### WHAT THE TASK REQUIRES:
Locate each line in the listing below that contains the string "black", treating uppercase and lowercase as different, and copy those lines.

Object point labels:
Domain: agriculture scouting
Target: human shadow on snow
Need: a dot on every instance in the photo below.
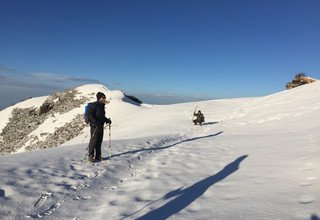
(162, 147)
(185, 197)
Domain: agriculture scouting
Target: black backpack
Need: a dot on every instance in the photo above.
(87, 110)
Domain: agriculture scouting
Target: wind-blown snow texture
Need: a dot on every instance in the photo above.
(254, 158)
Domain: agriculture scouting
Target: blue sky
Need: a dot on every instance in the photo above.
(161, 51)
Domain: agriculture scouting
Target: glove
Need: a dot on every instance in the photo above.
(108, 121)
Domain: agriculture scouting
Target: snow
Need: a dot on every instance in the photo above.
(254, 158)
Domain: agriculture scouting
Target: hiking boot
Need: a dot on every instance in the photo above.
(91, 159)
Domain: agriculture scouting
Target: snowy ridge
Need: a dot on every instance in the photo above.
(254, 158)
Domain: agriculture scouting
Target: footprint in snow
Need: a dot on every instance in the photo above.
(47, 212)
(306, 199)
(80, 186)
(82, 198)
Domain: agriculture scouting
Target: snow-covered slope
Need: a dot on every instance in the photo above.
(254, 158)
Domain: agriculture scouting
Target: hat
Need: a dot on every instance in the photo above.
(100, 95)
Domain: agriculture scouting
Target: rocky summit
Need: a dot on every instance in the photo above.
(19, 132)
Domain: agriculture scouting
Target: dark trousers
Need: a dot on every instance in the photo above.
(95, 141)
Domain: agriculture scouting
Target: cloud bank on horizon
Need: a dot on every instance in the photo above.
(16, 86)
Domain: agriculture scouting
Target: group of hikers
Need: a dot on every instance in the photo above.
(97, 119)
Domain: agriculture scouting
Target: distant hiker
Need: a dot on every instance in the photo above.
(199, 118)
(97, 119)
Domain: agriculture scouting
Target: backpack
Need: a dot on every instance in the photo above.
(87, 110)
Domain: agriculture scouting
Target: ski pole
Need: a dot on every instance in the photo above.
(110, 148)
(85, 152)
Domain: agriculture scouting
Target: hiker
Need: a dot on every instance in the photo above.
(199, 118)
(97, 119)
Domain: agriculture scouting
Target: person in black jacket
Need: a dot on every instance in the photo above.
(97, 120)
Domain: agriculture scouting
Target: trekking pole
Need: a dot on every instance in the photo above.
(85, 152)
(110, 148)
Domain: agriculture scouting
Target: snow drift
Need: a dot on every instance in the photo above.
(254, 158)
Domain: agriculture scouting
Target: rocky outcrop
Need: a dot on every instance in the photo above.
(299, 80)
(60, 135)
(23, 121)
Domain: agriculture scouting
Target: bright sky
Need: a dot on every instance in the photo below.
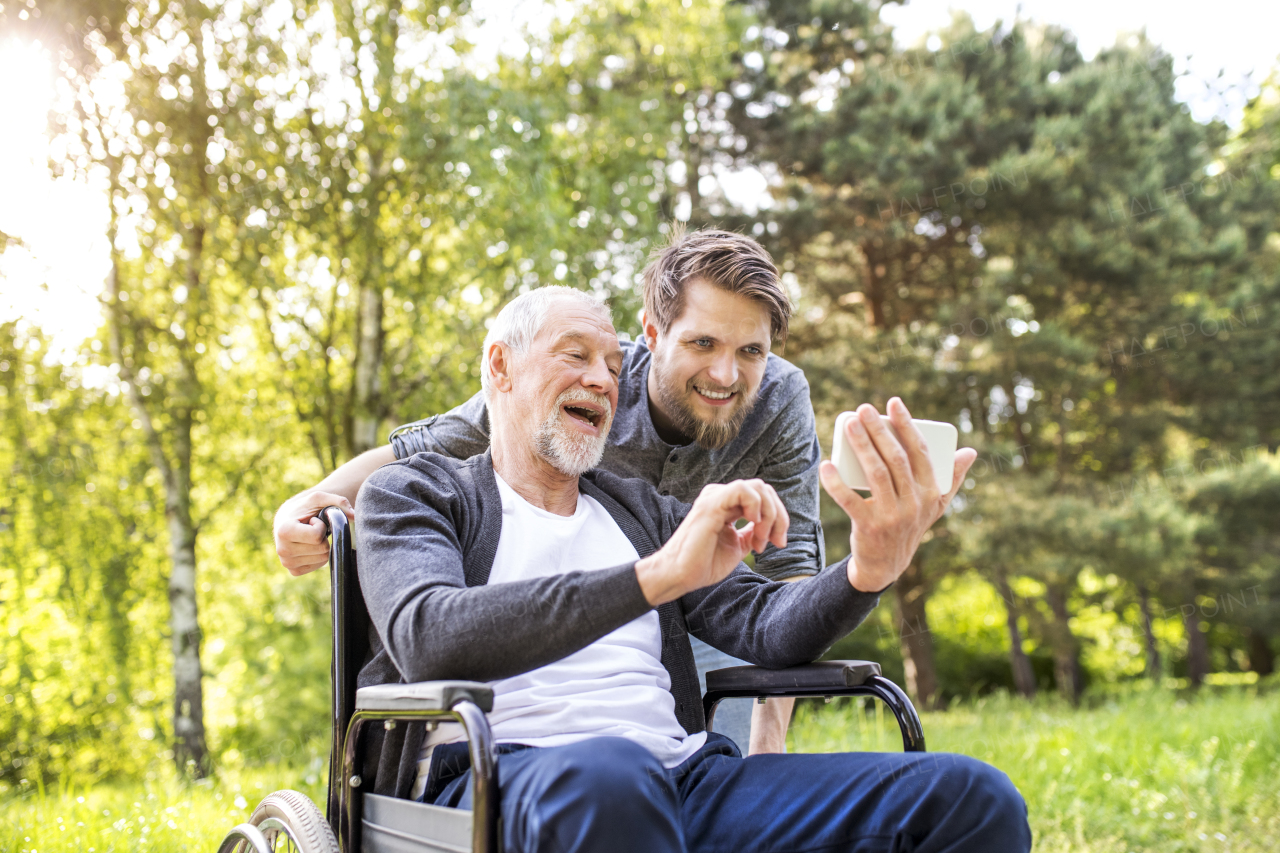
(62, 224)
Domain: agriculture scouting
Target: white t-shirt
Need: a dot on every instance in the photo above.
(617, 685)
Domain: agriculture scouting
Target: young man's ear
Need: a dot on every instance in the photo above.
(499, 359)
(649, 331)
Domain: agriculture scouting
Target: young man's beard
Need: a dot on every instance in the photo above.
(708, 434)
(568, 451)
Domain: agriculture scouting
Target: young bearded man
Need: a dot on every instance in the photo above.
(702, 400)
(574, 592)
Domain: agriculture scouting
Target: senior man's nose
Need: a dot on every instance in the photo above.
(598, 375)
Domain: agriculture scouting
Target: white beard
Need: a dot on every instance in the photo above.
(567, 450)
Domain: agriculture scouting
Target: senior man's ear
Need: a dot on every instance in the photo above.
(499, 356)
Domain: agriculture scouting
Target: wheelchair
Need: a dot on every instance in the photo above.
(365, 822)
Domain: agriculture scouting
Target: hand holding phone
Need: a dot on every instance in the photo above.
(940, 439)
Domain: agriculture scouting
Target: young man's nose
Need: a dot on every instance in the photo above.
(723, 370)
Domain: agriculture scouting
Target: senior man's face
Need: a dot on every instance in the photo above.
(568, 387)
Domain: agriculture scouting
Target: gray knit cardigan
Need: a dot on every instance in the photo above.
(426, 533)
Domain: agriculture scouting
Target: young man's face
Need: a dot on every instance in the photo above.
(707, 368)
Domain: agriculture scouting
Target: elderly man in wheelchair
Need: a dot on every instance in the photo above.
(560, 600)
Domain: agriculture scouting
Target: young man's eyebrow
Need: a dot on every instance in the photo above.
(688, 337)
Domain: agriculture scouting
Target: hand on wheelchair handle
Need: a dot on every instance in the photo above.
(707, 546)
(301, 537)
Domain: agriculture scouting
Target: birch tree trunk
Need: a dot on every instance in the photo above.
(1066, 652)
(914, 637)
(1148, 634)
(1197, 646)
(1024, 678)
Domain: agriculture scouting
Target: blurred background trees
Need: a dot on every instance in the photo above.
(315, 206)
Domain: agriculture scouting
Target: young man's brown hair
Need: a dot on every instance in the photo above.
(731, 261)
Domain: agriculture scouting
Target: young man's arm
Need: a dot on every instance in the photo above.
(791, 469)
(300, 536)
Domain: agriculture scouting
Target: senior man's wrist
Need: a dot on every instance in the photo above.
(867, 582)
(658, 583)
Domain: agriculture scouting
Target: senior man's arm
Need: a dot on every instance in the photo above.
(416, 528)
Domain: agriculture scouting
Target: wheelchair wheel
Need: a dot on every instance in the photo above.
(291, 822)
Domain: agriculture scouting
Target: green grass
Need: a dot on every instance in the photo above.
(1139, 771)
(160, 813)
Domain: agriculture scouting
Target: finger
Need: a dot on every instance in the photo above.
(768, 514)
(319, 501)
(913, 442)
(298, 570)
(746, 501)
(304, 533)
(878, 477)
(849, 500)
(888, 448)
(965, 457)
(781, 519)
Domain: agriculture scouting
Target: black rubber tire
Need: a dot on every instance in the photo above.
(302, 817)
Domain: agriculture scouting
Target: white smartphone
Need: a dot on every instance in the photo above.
(940, 439)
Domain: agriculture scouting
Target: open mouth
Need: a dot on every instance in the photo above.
(584, 414)
(716, 397)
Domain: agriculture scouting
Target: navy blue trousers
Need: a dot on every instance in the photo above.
(609, 796)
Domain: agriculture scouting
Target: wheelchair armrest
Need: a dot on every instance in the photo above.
(818, 676)
(424, 696)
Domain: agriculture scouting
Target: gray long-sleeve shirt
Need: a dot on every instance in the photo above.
(429, 529)
(777, 443)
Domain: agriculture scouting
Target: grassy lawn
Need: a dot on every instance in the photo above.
(1142, 771)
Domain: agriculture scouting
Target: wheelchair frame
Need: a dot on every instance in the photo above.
(373, 824)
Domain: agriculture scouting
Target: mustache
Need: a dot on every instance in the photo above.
(737, 387)
(583, 395)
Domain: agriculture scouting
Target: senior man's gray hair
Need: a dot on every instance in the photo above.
(522, 318)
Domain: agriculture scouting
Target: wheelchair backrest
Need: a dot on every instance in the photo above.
(350, 642)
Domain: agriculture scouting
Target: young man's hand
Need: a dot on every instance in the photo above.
(300, 534)
(707, 546)
(904, 497)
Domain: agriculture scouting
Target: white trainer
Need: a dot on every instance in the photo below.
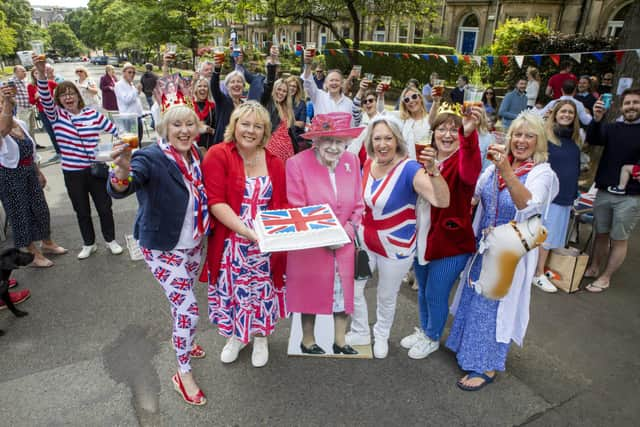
(423, 348)
(543, 283)
(411, 340)
(260, 355)
(114, 247)
(380, 348)
(230, 350)
(86, 251)
(357, 339)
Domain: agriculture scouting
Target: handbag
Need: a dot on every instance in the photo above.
(362, 271)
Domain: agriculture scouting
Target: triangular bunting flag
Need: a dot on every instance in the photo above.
(489, 61)
(519, 60)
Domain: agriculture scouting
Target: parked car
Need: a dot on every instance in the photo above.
(99, 60)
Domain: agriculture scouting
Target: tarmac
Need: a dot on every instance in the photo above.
(95, 351)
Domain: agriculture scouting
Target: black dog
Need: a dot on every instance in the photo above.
(9, 261)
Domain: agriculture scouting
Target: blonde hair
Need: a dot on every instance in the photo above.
(535, 124)
(262, 115)
(404, 113)
(552, 124)
(177, 112)
(285, 108)
(396, 130)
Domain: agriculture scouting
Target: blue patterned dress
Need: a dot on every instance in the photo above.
(473, 333)
(244, 302)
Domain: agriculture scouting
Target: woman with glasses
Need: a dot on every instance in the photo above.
(392, 183)
(445, 239)
(519, 185)
(77, 129)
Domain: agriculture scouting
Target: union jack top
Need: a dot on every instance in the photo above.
(77, 135)
(389, 221)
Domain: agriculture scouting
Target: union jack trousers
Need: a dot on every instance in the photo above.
(176, 272)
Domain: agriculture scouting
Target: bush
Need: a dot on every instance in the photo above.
(395, 64)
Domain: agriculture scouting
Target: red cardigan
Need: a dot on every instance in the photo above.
(224, 181)
(451, 231)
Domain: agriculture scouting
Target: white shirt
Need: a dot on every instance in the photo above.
(322, 101)
(128, 99)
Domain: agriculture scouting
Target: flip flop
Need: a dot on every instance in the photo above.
(487, 380)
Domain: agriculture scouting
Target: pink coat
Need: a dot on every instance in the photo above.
(310, 272)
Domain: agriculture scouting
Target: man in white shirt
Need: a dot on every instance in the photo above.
(128, 96)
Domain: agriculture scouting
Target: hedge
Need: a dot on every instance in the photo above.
(395, 64)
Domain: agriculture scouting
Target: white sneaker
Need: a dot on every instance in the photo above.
(260, 355)
(230, 350)
(411, 340)
(87, 251)
(423, 348)
(357, 339)
(114, 247)
(542, 283)
(380, 348)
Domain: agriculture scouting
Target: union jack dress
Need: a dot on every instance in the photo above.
(389, 221)
(244, 302)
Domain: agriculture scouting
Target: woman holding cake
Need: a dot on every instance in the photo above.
(392, 184)
(326, 174)
(245, 286)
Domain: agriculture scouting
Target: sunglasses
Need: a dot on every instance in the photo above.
(413, 97)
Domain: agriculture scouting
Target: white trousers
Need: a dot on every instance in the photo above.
(390, 275)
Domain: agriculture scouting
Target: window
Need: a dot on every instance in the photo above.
(379, 35)
(418, 35)
(403, 34)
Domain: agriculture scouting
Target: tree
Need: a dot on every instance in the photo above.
(329, 12)
(63, 40)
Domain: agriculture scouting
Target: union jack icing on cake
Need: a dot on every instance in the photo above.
(299, 228)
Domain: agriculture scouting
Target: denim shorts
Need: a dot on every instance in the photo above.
(615, 215)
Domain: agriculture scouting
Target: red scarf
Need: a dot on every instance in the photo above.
(523, 169)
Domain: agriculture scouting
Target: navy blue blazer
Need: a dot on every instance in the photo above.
(162, 198)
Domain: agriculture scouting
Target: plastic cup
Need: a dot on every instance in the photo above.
(472, 98)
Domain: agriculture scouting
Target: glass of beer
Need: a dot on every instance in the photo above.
(438, 87)
(386, 82)
(423, 143)
(38, 49)
(472, 98)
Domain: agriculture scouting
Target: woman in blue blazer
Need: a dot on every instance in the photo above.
(171, 222)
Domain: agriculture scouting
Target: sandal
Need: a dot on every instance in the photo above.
(198, 400)
(487, 380)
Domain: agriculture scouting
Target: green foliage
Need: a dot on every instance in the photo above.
(63, 40)
(402, 69)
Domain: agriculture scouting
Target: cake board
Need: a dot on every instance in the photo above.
(324, 338)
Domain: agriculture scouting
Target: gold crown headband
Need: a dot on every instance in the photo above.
(446, 108)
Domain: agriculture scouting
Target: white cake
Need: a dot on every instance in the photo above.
(299, 228)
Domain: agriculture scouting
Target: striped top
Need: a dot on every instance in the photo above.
(77, 135)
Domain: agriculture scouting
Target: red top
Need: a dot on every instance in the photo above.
(224, 181)
(556, 82)
(32, 90)
(451, 231)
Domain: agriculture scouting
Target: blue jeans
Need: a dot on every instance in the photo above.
(435, 281)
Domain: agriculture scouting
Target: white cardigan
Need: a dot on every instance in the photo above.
(513, 310)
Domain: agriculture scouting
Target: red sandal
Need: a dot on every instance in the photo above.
(198, 400)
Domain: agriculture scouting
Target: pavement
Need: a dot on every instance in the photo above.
(95, 351)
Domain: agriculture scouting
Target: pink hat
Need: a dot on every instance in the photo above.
(337, 125)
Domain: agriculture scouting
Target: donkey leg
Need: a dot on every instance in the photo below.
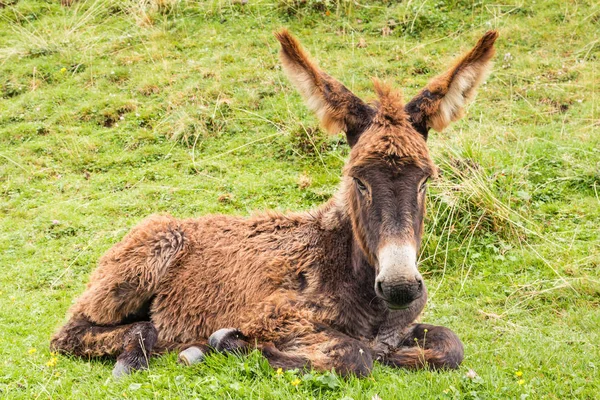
(229, 340)
(129, 274)
(193, 353)
(324, 349)
(132, 344)
(427, 345)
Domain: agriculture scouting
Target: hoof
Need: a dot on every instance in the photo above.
(191, 355)
(121, 369)
(228, 339)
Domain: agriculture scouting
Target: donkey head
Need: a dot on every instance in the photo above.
(384, 182)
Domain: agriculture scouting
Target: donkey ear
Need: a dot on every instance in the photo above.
(444, 98)
(336, 106)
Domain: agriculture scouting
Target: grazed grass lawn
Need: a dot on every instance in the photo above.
(113, 110)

### WRITTEN REPLY:
Target: black backpack
Target: person in black jacket
Target: black rubber tire
Target: black dog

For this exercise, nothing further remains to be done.